» **Excerpt to read**
####################

Wednesday, March 7, 2012

Cool Tools

I am a Frugal Fairy (I highly prefer this term over "Pennypincher"). A girlfriend recently cracked up when I told her that I don't pay full price for anything, then handed her a bottle of her infant son's formula that I got for free when I combined a coupon with a sale. I don't like spending a lot of money on things that we go through on a regular basis. I don't buy paper towels or disposable mop or dusting pads. What a great big waste of money and resources!

What in the world do I do instead? Thanks for asking. Here's what I use:

Microfiber cloths. They are absorbent, remove marks from walls, polish shiny surfaces with only water, and lock away dust. Invest in a good set like the ones I found at Bed Bath and Beyond. Cheaper ones tend to be made of plastics that could potentially scratch surfaces. You will need to launder them separately and carefully as any particles that get caught in the fibers can also scratch surfaces.

Terry cloth. Cotton terry is absorbent, gently scrubs, is safe for almost all surfaces, and dries pretty quickly. Remember that we don't use the same cloth to wipe counters that we use to wash dishes. I use a color-coded system to keep track of where each type of cloth is to be used. Red terry cloth towels are for wiping kitchen countertops/stoves/cabinets, blue cloths are for the bathroom, and white are for all the other stuff.

Crochet dishrags. I love to crochet. It's head-medicine for the end of days that I wish had never happened, or busy-work for long car trips. A simple square takes no time to whip up and the woven pattern is such a wonderful scrubber for removing stuck-on food without scratching special surfaces. Find my pattern here.

Old T-shirts. They are cheap, soft, polish windows and glass, and are gentle on skin. The best part is that you probably ALWAYS have a stack of tees that have been outgrown or have developed holes, lost seams, or are just outdated. Just cut squares or rectangles of the cotton fabric and use in place of paper towels in the kitchen, as quick wipes in the bathroom, or as reusable baby or face wipes. You can get the recipes for wipes here.

Finally, invest in a really good vacuum, floor vac and mop.

I am not going to recommend a vacuum here because I am currently in the market for a new one and I have MUCH research to do before I buy one. I'll tell you about this when I finally make the purchase.

My favorite cleaning tool is hands-down my hard floor vacuum. I haven't swept floors in ages because I find sweeping to be an excercise in futility. If you can actually manage to get most of the floor dirt swept into one spot, the challenge then becomes getting it brushed into a dustpan. Forget that! I'll use my stick vac. Just make sure to empty the canister regularly. Once a month I rinse out the canister and filter to make sure air flows freely so as to maintain proper suction.

Now, allow me to gush. I LOVE MY SHARK! This mop has cut my cleaning time nearly in half. I love how well it cleans floors of all types. A word of caution, though: don't use it on poorly or unfinished hardwood because the steam will leach the stain off the floor. If you find that you have streaks after cleaning with a steam mop, use a clean pad and try again--and again and again, if necessary--because your old cleaners may have left such buildup floor that the steam mop needs more time to remove it.

####################

» **Provided material**
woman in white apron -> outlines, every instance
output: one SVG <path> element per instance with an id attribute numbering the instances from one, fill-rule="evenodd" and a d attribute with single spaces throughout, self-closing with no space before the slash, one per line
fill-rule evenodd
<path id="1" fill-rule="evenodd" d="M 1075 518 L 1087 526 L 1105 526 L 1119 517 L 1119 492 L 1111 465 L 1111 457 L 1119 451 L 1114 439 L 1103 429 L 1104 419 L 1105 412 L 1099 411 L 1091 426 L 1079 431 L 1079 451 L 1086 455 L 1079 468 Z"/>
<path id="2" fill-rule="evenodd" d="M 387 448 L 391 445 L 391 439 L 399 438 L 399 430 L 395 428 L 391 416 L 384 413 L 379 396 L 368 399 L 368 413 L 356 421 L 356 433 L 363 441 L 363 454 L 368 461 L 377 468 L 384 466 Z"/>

####################

» **Problem A**
Name every kind of cloth that the cleaning-tools post recommends in place of paper towels and disposable pads.
» **Problem B**
In the cleaning-tools post, reproduce the passage from "Terry cloth. Cotton" up to and including "the other stuff.".

» **Answer space A**
- Microfiber cloths
- Terry cloth
- Crochet dishrags
- Old T-shirts

» **Answer space B**
Terry cloth. Cotton terry is absorbent, gently scrubs, is safe for almost all surfaces, and dries pretty quickly. Remember that we don't use the same cloth to wipe counters that we use to wash dishes. I use a color-coded system to keep track of where each type of cloth is to be used. Red terry cloth towels are for wiping kitchen countertops/stoves/cabinets, blue cloths are for the bathroom, and white are for all the other stuff.